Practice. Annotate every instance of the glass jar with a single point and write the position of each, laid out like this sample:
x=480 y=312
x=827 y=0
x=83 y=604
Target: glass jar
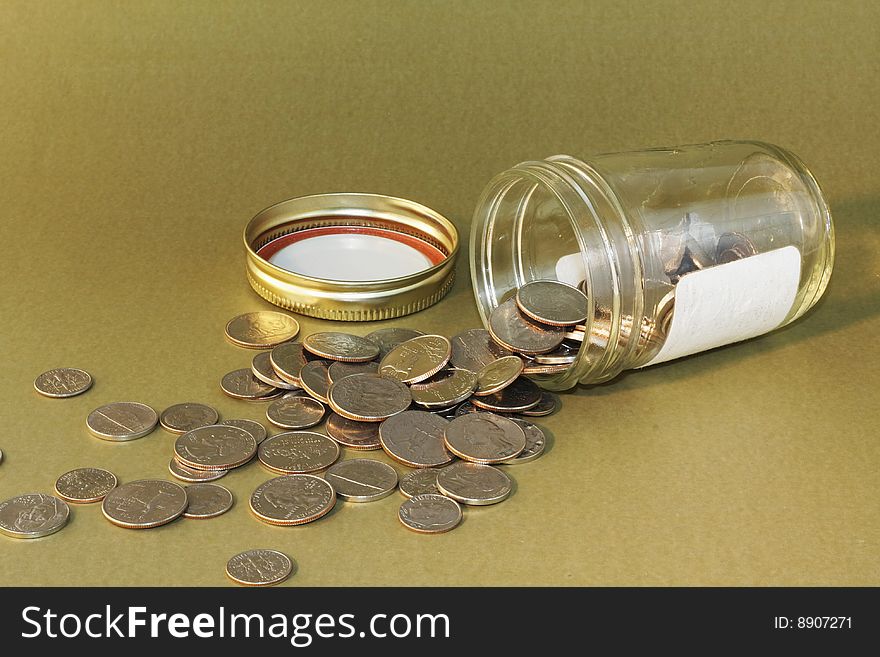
x=679 y=250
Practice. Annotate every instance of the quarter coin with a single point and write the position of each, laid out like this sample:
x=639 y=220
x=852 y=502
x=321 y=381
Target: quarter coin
x=298 y=452
x=63 y=382
x=474 y=484
x=261 y=330
x=33 y=515
x=181 y=418
x=215 y=447
x=207 y=501
x=417 y=359
x=484 y=438
x=340 y=346
x=144 y=504
x=259 y=568
x=122 y=421
x=352 y=433
x=513 y=330
x=415 y=438
x=292 y=500
x=295 y=412
x=85 y=485
x=430 y=514
x=362 y=480
x=369 y=397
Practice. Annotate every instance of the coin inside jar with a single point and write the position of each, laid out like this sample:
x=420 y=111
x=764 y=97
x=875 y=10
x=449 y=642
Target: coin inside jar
x=369 y=397
x=484 y=438
x=362 y=480
x=181 y=418
x=415 y=438
x=430 y=514
x=85 y=485
x=295 y=412
x=417 y=359
x=261 y=330
x=298 y=452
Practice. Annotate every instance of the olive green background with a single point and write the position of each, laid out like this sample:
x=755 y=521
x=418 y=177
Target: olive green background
x=139 y=137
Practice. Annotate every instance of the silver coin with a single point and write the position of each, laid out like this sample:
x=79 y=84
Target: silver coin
x=340 y=346
x=292 y=500
x=144 y=504
x=181 y=418
x=85 y=485
x=484 y=438
x=257 y=430
x=261 y=368
x=215 y=447
x=259 y=567
x=122 y=421
x=63 y=382
x=295 y=412
x=188 y=474
x=419 y=482
x=362 y=480
x=430 y=514
x=474 y=484
x=33 y=515
x=415 y=438
x=207 y=501
x=298 y=452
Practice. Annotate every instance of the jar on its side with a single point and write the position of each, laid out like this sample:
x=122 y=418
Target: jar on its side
x=679 y=250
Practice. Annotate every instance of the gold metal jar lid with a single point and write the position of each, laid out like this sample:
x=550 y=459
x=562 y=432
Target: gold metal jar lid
x=351 y=257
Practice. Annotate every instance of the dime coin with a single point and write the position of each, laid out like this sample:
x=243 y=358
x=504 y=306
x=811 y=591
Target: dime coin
x=513 y=330
x=259 y=568
x=144 y=504
x=121 y=421
x=292 y=500
x=535 y=443
x=295 y=412
x=85 y=485
x=519 y=396
x=445 y=389
x=416 y=359
x=340 y=370
x=498 y=374
x=181 y=418
x=63 y=382
x=315 y=379
x=430 y=514
x=387 y=339
x=475 y=349
x=552 y=302
x=415 y=438
x=362 y=480
x=185 y=473
x=242 y=384
x=207 y=501
x=261 y=368
x=341 y=346
x=298 y=452
x=287 y=360
x=352 y=433
x=257 y=430
x=215 y=447
x=546 y=406
x=474 y=484
x=369 y=397
x=419 y=482
x=33 y=515
x=261 y=330
x=484 y=438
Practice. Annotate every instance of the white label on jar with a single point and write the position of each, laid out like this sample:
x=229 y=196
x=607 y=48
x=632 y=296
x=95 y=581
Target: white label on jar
x=731 y=302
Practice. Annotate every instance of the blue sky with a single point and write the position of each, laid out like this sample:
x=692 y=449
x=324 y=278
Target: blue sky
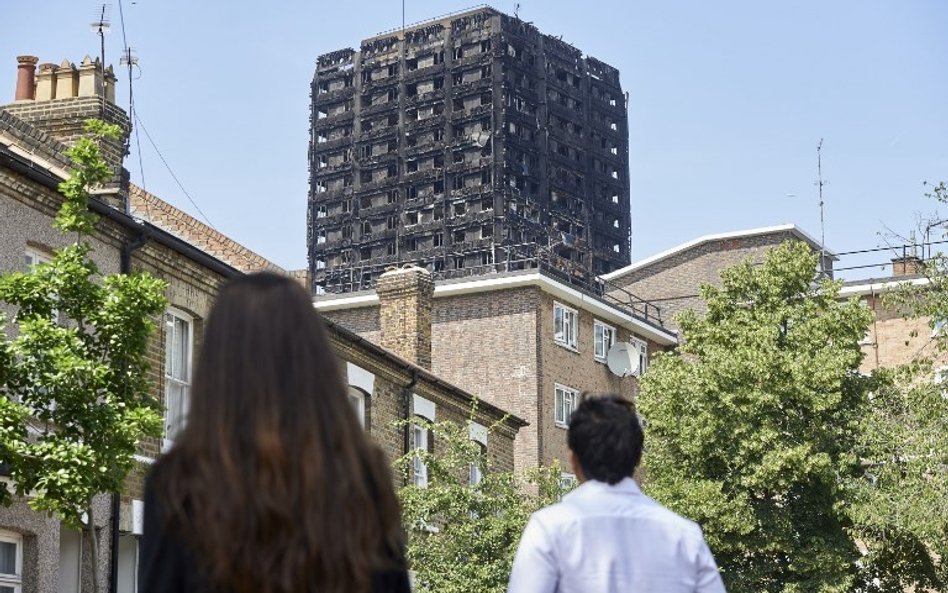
x=727 y=102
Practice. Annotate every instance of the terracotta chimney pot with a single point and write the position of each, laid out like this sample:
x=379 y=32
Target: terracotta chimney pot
x=908 y=265
x=26 y=78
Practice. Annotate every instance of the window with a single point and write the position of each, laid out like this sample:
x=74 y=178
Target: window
x=32 y=257
x=604 y=337
x=565 y=326
x=419 y=467
x=564 y=404
x=938 y=326
x=642 y=347
x=70 y=560
x=478 y=434
x=11 y=562
x=177 y=373
x=357 y=400
x=128 y=563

> [Instruction]:
Put every line of the entries above into a Markdown table with two columns, Row and Line, where Row holds a running number. Skip blank lines and leave the pictures out.

> [Answer to this problem]:
| Row | Line |
|---|---|
| 1 | Practice. Annotate every instance of the glass jar with a single point and write the position of each, laid out like this sample: |
| 2 | x=480 y=312 |
| 3 | x=827 y=0 |
| 4 | x=83 y=604 |
| 5 | Target: glass jar |
| 6 | x=679 y=250 |
| 7 | Practice. Annotate every instance of the quarter coin with a single point and write the position of each, laid out like this sample: |
| 8 | x=639 y=220 |
| 9 | x=852 y=502 |
| 10 | x=321 y=381 |
| 11 | Target: quarter coin |
| 12 | x=298 y=452 |
| 13 | x=63 y=382 |
| 14 | x=474 y=484 |
| 15 | x=261 y=330 |
| 16 | x=33 y=515 |
| 17 | x=181 y=418 |
| 18 | x=215 y=447 |
| 19 | x=207 y=501 |
| 20 | x=417 y=359 |
| 21 | x=484 y=438 |
| 22 | x=340 y=346 |
| 23 | x=144 y=504 |
| 24 | x=259 y=568 |
| 25 | x=122 y=421 |
| 26 | x=352 y=433 |
| 27 | x=513 y=330 |
| 28 | x=415 y=438 |
| 29 | x=292 y=500 |
| 30 | x=295 y=412 |
| 31 | x=85 y=485 |
| 32 | x=430 y=514 |
| 33 | x=362 y=480 |
| 34 | x=369 y=397 |
| 35 | Practice. Annotate every instance of the coin inside jar with a single point and write the position of each, laid out like this sample: |
| 36 | x=420 y=111 |
| 37 | x=764 y=97 |
| 38 | x=875 y=10 |
| 39 | x=449 y=642 |
| 40 | Target: coin inside jar |
| 41 | x=369 y=397 |
| 42 | x=484 y=438 |
| 43 | x=362 y=480 |
| 44 | x=181 y=418 |
| 45 | x=415 y=438 |
| 46 | x=430 y=514 |
| 47 | x=85 y=485 |
| 48 | x=295 y=412 |
| 49 | x=417 y=359 |
| 50 | x=261 y=330 |
| 51 | x=298 y=452 |
| 52 | Practice. Annotate every instance of the olive green background with a single point and write the position of each, laid out like this sample: |
| 53 | x=755 y=521 |
| 54 | x=418 y=177 |
| 55 | Target: olive green background |
| 56 | x=139 y=137 |
| 57 | Practice. Annotate every instance of the silver coin with a single point and write the position of each, laid out like this sample: |
| 58 | x=79 y=84 |
| 59 | Target: silver coin |
| 60 | x=340 y=346 |
| 61 | x=292 y=500 |
| 62 | x=144 y=504 |
| 63 | x=181 y=418 |
| 64 | x=85 y=485 |
| 65 | x=484 y=438 |
| 66 | x=257 y=430 |
| 67 | x=261 y=368 |
| 68 | x=215 y=447 |
| 69 | x=259 y=567 |
| 70 | x=122 y=421 |
| 71 | x=63 y=382 |
| 72 | x=295 y=412 |
| 73 | x=188 y=474 |
| 74 | x=419 y=482 |
| 75 | x=362 y=480 |
| 76 | x=430 y=514 |
| 77 | x=474 y=484 |
| 78 | x=33 y=515 |
| 79 | x=415 y=438 |
| 80 | x=207 y=501 |
| 81 | x=298 y=452 |
| 82 | Practice. Annotate every instance of the jar on its side with a single point and write the position of each, laid out like this sample: |
| 83 | x=122 y=418 |
| 84 | Target: jar on its side |
| 85 | x=679 y=250 |
| 86 | Practice. Annotate every instance of the gold metal jar lid with a single point and write the position of each, laid out like this sample: |
| 87 | x=550 y=459 |
| 88 | x=562 y=432 |
| 89 | Target: gold metal jar lid |
| 90 | x=351 y=257 |
| 91 | Practice. Annotate every instance of the dime coin with a single point and write the position of each, laid out like this sample: |
| 92 | x=243 y=358 |
| 93 | x=504 y=306 |
| 94 | x=811 y=591 |
| 95 | Target: dime coin |
| 96 | x=513 y=330 |
| 97 | x=259 y=568 |
| 98 | x=144 y=504 |
| 99 | x=121 y=421 |
| 100 | x=292 y=500 |
| 101 | x=535 y=443 |
| 102 | x=295 y=412 |
| 103 | x=85 y=485 |
| 104 | x=519 y=396 |
| 105 | x=445 y=389 |
| 106 | x=416 y=359 |
| 107 | x=340 y=370 |
| 108 | x=498 y=374 |
| 109 | x=181 y=418 |
| 110 | x=63 y=382 |
| 111 | x=315 y=379 |
| 112 | x=430 y=514 |
| 113 | x=387 y=339 |
| 114 | x=475 y=349 |
| 115 | x=552 y=302 |
| 116 | x=415 y=438 |
| 117 | x=362 y=480 |
| 118 | x=185 y=473 |
| 119 | x=242 y=384 |
| 120 | x=207 y=501 |
| 121 | x=261 y=368 |
| 122 | x=341 y=346 |
| 123 | x=298 y=452 |
| 124 | x=287 y=360 |
| 125 | x=352 y=433 |
| 126 | x=257 y=430 |
| 127 | x=215 y=447 |
| 128 | x=546 y=406 |
| 129 | x=474 y=484 |
| 130 | x=369 y=397 |
| 131 | x=419 y=482 |
| 132 | x=33 y=515 |
| 133 | x=261 y=330 |
| 134 | x=484 y=438 |
| 135 | Practice. Annotate every instance of the white label on jar with a single point and write the position of each, laid out like this sample: |
| 136 | x=229 y=196 |
| 137 | x=607 y=48 |
| 138 | x=632 y=296 |
| 139 | x=95 y=581 |
| 140 | Target: white label on jar |
| 141 | x=731 y=302 |
| 142 | Practice. Annotate every instance of the blue sky with a single point and write the position of each, laid out like this sample: |
| 143 | x=692 y=449 |
| 144 | x=324 y=278 |
| 145 | Target: blue sky |
| 146 | x=727 y=102 |
| 147 | Practice. Annotate every instance of the terracotta chimney pot with a single point and write the position of each, laid out like this sample: |
| 148 | x=379 y=32 |
| 149 | Target: terracotta chimney pot |
| 150 | x=908 y=265 |
| 151 | x=26 y=78 |
| 152 | Practice. Annotate every instance of the window with a single point and write the position of each, laid out like this sample: |
| 153 | x=74 y=178 |
| 154 | Target: window |
| 155 | x=32 y=257 |
| 156 | x=604 y=337 |
| 157 | x=565 y=326 |
| 158 | x=419 y=467 |
| 159 | x=564 y=404 |
| 160 | x=938 y=326 |
| 161 | x=642 y=347 |
| 162 | x=70 y=560 |
| 163 | x=478 y=434 |
| 164 | x=11 y=562 |
| 165 | x=177 y=373 |
| 166 | x=357 y=400 |
| 167 | x=128 y=563 |